─── EXERCISE DATA ───

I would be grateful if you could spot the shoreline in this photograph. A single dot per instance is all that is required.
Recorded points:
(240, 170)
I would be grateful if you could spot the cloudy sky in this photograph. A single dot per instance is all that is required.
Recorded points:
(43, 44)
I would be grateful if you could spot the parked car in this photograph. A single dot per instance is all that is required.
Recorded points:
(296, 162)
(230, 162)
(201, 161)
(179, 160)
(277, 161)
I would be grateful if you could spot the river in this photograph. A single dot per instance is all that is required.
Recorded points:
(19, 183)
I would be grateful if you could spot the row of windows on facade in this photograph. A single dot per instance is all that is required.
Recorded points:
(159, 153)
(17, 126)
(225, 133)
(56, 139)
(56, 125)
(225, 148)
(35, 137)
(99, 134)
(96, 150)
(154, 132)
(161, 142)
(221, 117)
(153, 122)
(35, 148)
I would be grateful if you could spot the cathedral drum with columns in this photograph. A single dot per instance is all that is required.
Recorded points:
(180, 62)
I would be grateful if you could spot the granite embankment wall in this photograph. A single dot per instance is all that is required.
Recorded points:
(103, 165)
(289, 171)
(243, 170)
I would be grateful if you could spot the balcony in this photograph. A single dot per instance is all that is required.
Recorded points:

───

■ **INSTRUCTIONS TO FOLLOW**: Using the exact wording, repeat all the entries.

■ **TASK RESULT**:
I would be grateful if you could spot the shoreline in this photograph. A single dot per instance is all that is required.
Recorded points:
(240, 170)
I would be grateful if you could spot the cloudy sky in this photograph. A single dot per instance is all that is required.
Recorded points:
(43, 44)
I would be grateful if you could spot the parked car in this photograph. A single dot per instance is all that is required.
Recorded points:
(296, 162)
(230, 162)
(201, 161)
(179, 160)
(277, 161)
I would be grateful if you could spot the river in this photograph. A single dot per instance is all that is required.
Recorded points:
(19, 183)
I would be grateful if you could spot the row of windows on facade in this photograph. A single dot per instance is all that is required.
Recorded points:
(159, 153)
(17, 126)
(225, 133)
(56, 139)
(56, 125)
(225, 148)
(35, 137)
(99, 134)
(96, 150)
(154, 132)
(161, 142)
(221, 117)
(153, 122)
(35, 148)
I would be grateful if you could spot the cathedral drum with columns in this photograph. A single dot per instance is all that is required.
Recorded points:
(180, 62)
I would be grateful if you could spot the granite embankment wall in this photograph. A single dot per instance is all that is required.
Recorded points:
(103, 165)
(289, 171)
(243, 170)
I would be grateful if you could spot the balcony in this photograph. A single dot per instance is all that is required.
Recorded points:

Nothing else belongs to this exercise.